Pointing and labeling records
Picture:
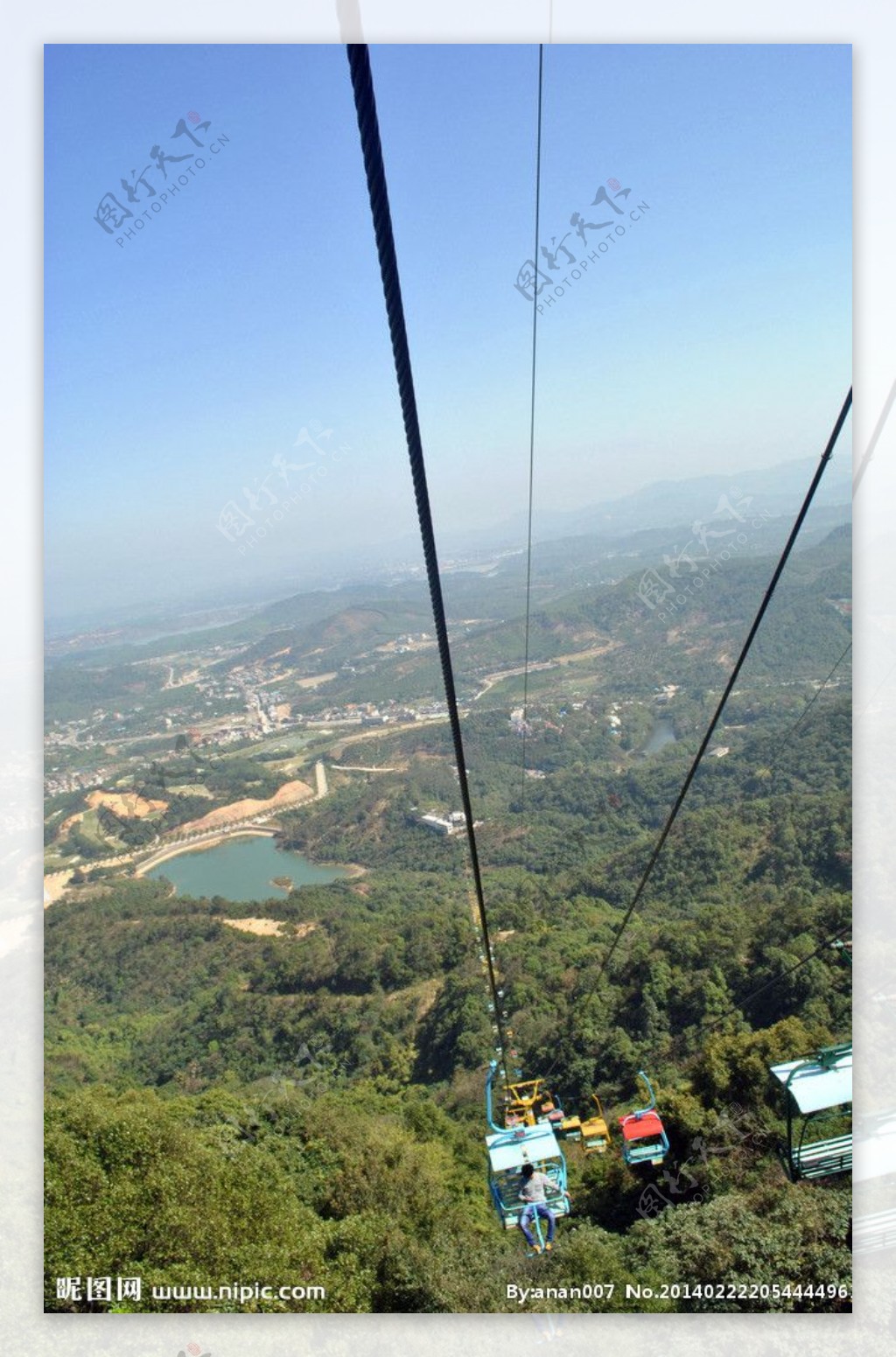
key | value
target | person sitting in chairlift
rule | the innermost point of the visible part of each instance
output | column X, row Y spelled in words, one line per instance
column 534, row 1193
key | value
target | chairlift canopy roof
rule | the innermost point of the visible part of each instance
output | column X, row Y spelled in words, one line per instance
column 641, row 1128
column 508, row 1150
column 817, row 1086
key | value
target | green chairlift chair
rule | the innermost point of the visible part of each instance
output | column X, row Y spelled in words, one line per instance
column 816, row 1088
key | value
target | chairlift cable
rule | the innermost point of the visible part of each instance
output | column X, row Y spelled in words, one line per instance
column 528, row 549
column 374, row 170
column 729, row 686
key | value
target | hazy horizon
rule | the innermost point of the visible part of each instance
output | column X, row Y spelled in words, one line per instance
column 231, row 359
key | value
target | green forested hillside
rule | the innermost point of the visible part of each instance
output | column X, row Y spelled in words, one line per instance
column 292, row 1088
column 312, row 1105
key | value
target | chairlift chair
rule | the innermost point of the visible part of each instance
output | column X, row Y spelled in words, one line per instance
column 595, row 1133
column 644, row 1139
column 817, row 1088
column 508, row 1151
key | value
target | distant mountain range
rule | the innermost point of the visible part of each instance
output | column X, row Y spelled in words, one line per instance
column 666, row 504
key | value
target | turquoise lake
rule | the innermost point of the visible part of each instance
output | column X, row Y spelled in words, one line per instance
column 242, row 869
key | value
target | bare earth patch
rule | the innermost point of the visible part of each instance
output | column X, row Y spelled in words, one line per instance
column 290, row 794
column 125, row 803
column 270, row 927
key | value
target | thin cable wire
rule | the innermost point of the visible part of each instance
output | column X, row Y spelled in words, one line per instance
column 536, row 290
column 780, row 745
column 731, row 682
column 740, row 1003
column 374, row 170
column 874, row 438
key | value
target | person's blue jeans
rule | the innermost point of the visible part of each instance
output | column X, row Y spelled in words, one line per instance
column 538, row 1208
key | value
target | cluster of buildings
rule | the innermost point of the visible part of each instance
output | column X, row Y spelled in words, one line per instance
column 369, row 714
column 451, row 824
column 73, row 780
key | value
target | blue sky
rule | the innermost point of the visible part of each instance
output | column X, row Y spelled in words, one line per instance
column 713, row 337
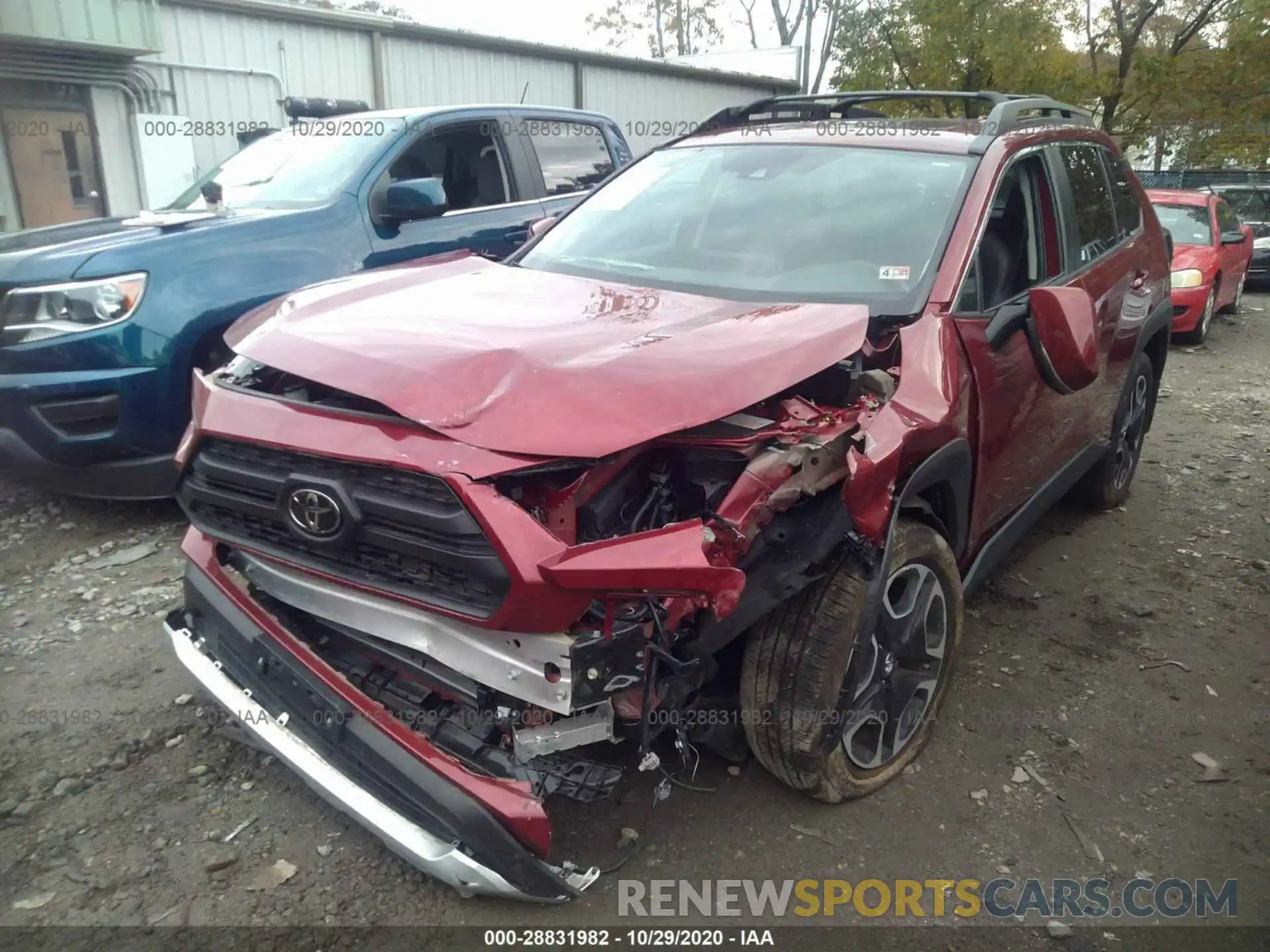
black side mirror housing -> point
(412, 200)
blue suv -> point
(102, 323)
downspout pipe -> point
(232, 70)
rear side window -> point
(573, 155)
(1095, 211)
(1227, 221)
(1128, 212)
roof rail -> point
(1006, 114)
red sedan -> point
(1210, 257)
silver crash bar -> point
(414, 844)
(534, 668)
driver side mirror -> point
(541, 225)
(412, 200)
(1061, 324)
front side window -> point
(1227, 222)
(1020, 245)
(468, 160)
(302, 167)
(1188, 223)
(573, 155)
(767, 222)
(1095, 211)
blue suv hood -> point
(59, 253)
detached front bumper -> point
(352, 761)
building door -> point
(54, 165)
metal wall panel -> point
(114, 149)
(313, 60)
(419, 73)
(652, 108)
(121, 24)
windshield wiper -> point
(887, 321)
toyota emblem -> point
(316, 513)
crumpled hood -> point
(529, 362)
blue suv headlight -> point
(52, 310)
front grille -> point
(412, 536)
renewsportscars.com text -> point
(1001, 898)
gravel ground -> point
(120, 782)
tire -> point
(1234, 307)
(1201, 334)
(798, 659)
(1107, 485)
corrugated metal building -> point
(108, 106)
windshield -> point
(1188, 223)
(767, 222)
(1248, 204)
(302, 167)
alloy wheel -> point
(894, 670)
(1132, 430)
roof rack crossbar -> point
(1009, 116)
(1006, 112)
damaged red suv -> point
(709, 463)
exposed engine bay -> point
(763, 492)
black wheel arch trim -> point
(952, 466)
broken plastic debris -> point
(1213, 772)
(238, 829)
(813, 832)
(36, 902)
(272, 876)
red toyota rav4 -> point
(710, 462)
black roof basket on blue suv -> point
(1010, 111)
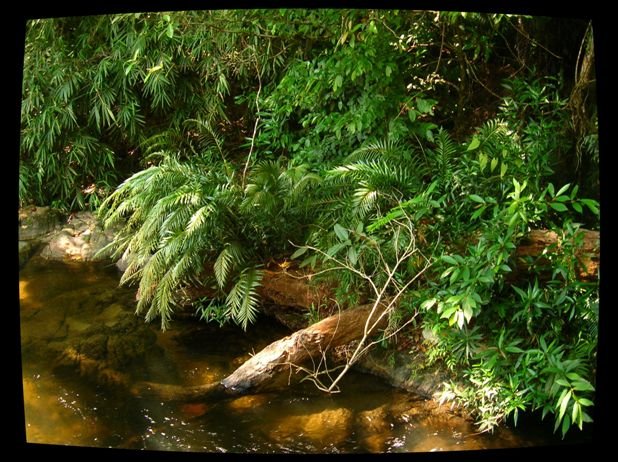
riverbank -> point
(49, 235)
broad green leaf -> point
(477, 213)
(425, 106)
(564, 404)
(352, 255)
(336, 248)
(467, 311)
(582, 385)
(585, 402)
(474, 144)
(341, 232)
(482, 161)
(503, 168)
(563, 189)
(338, 82)
(300, 251)
(566, 423)
(558, 206)
(448, 259)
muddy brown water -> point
(60, 302)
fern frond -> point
(242, 301)
(230, 256)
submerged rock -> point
(333, 425)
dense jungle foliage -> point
(217, 141)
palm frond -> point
(242, 300)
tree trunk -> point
(538, 240)
(272, 367)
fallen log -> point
(532, 249)
(272, 367)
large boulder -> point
(36, 222)
(81, 238)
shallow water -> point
(60, 302)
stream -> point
(80, 305)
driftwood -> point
(273, 366)
(533, 246)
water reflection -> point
(63, 304)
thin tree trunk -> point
(272, 367)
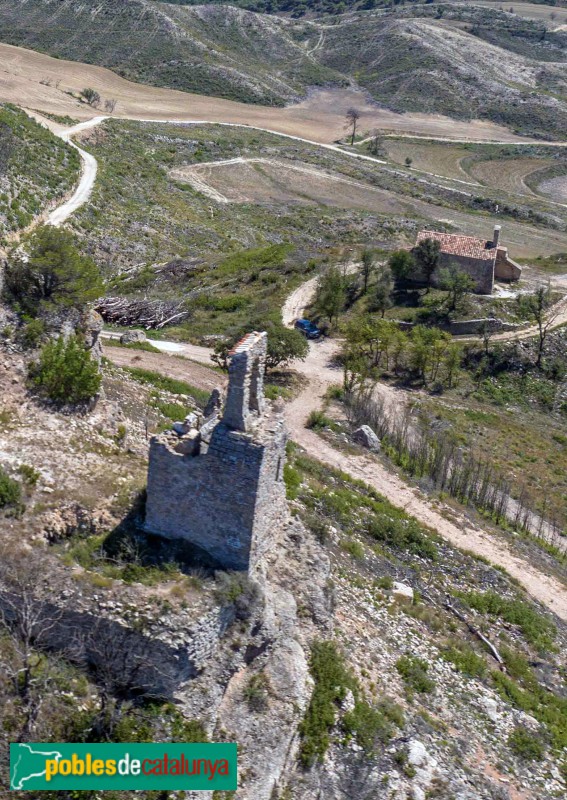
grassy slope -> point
(471, 62)
(469, 70)
(138, 215)
(36, 168)
(213, 50)
(156, 236)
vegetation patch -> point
(36, 169)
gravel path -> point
(321, 373)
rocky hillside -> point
(462, 70)
(36, 169)
(464, 61)
(364, 658)
(215, 50)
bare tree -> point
(28, 620)
(427, 254)
(538, 308)
(90, 96)
(352, 117)
(376, 144)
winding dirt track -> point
(22, 86)
(320, 372)
(52, 85)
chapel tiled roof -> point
(457, 245)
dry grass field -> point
(262, 180)
(437, 159)
(508, 175)
(272, 182)
(555, 17)
(556, 188)
(52, 85)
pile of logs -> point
(142, 313)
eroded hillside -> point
(466, 62)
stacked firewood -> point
(143, 313)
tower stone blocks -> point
(219, 485)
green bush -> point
(465, 659)
(369, 725)
(10, 491)
(526, 745)
(29, 474)
(54, 273)
(536, 628)
(317, 420)
(331, 680)
(414, 673)
(65, 372)
(292, 480)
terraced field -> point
(437, 159)
(556, 188)
(267, 181)
(507, 175)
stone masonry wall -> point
(227, 496)
(482, 272)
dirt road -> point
(52, 85)
(321, 373)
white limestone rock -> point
(366, 437)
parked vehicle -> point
(307, 328)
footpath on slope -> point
(321, 373)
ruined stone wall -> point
(506, 269)
(482, 272)
(226, 501)
(224, 494)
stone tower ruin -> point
(218, 484)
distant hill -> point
(217, 50)
(442, 66)
(461, 60)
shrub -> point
(353, 548)
(414, 673)
(331, 679)
(536, 629)
(368, 724)
(526, 745)
(465, 659)
(29, 474)
(402, 534)
(10, 491)
(292, 480)
(54, 274)
(317, 420)
(65, 372)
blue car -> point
(308, 328)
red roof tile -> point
(457, 245)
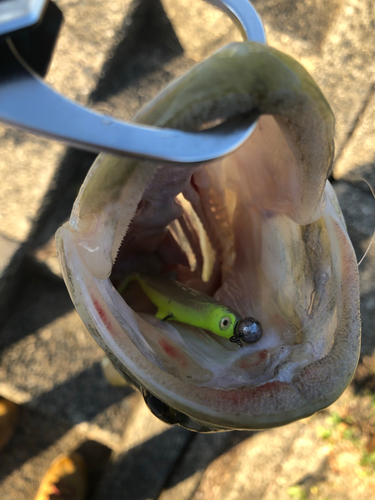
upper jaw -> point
(288, 262)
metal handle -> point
(28, 103)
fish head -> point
(259, 230)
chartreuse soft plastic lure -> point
(177, 302)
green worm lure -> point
(177, 302)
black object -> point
(35, 43)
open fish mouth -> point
(261, 231)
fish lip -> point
(271, 404)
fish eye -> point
(225, 323)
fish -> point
(260, 231)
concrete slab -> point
(358, 156)
(359, 212)
(50, 362)
(150, 451)
(202, 450)
(28, 165)
(247, 470)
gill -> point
(333, 295)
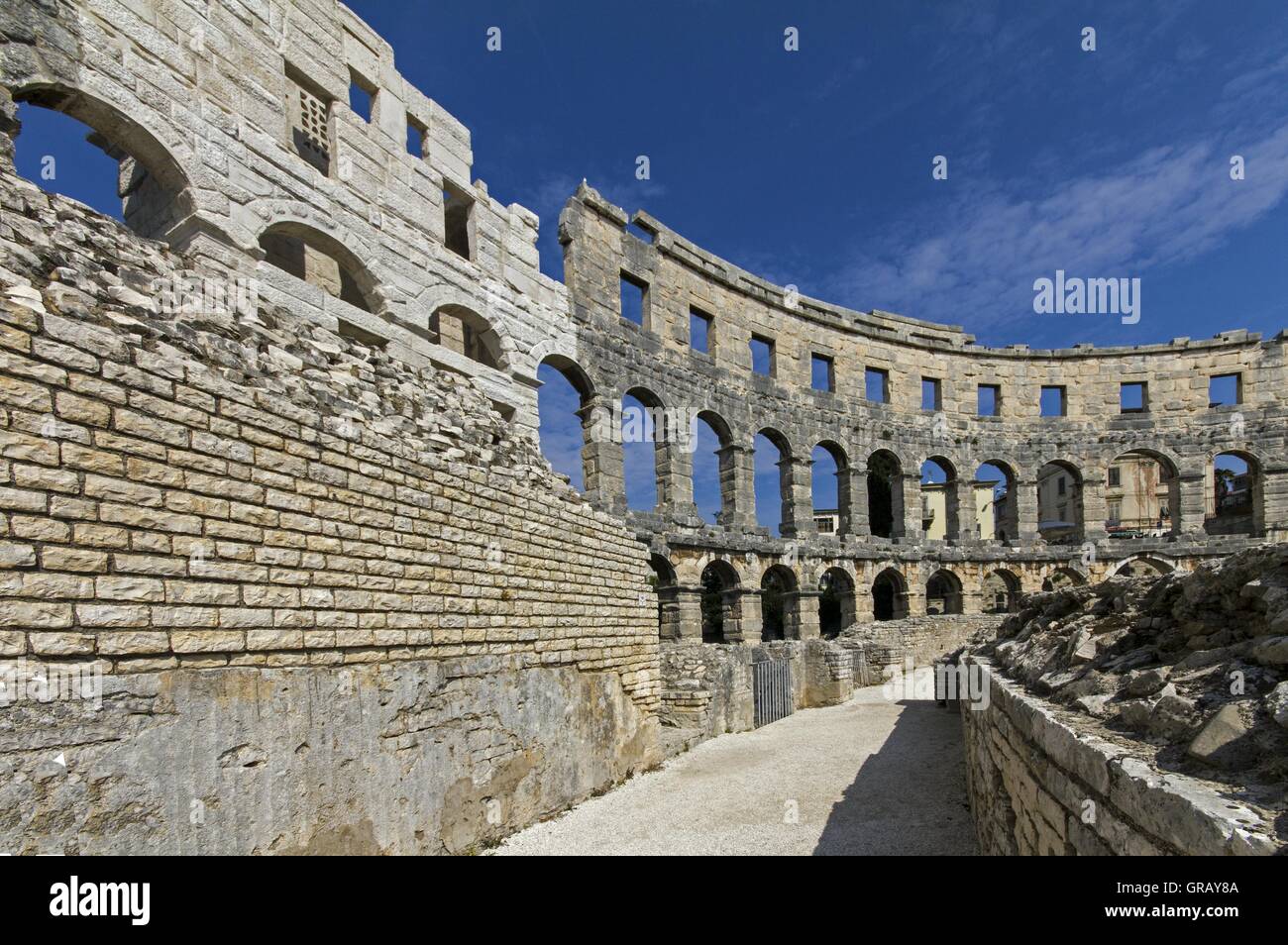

» WORK INSTRUCTIONS
Please copy the stretch from the line containing "parked vehicle -> point" through the end of the records, keeping every other line unchanged but multiplying each coordinate in the answers by 0.2 and rounding to whole numbers, with halves rounded up. Leave the pictures out of your answer.

» COMPLETE ANSWER
parked vehicle -> point
(61, 66)
footpath on slope -> point
(64, 75)
ruined stone wall -> point
(101, 54)
(96, 54)
(45, 100)
(45, 99)
stone tower ruin -> point
(44, 97)
distant hill -> point
(43, 10)
(88, 13)
(92, 12)
shrub -> point
(71, 110)
(83, 135)
(66, 136)
(107, 126)
(74, 145)
(105, 149)
(93, 132)
(6, 95)
(80, 107)
(2, 98)
(58, 96)
(11, 55)
(63, 84)
(13, 74)
blue car -> point
(62, 66)
red roof tile -> point
(91, 49)
upper jaw -> point
(58, 52)
metal handle -> point
(6, 21)
fish head -> point
(52, 46)
chartreuse soft plastic lure -> point
(35, 60)
green worm lure -> point
(35, 60)
black object -> point
(7, 9)
open fish mouth -> point
(52, 46)
fish lip -> point
(54, 81)
fish eye -> point
(45, 65)
fish -> point
(52, 46)
concrete slab -> point
(72, 31)
(72, 42)
(10, 72)
(30, 90)
(40, 90)
(6, 33)
(49, 94)
gill -> point
(67, 59)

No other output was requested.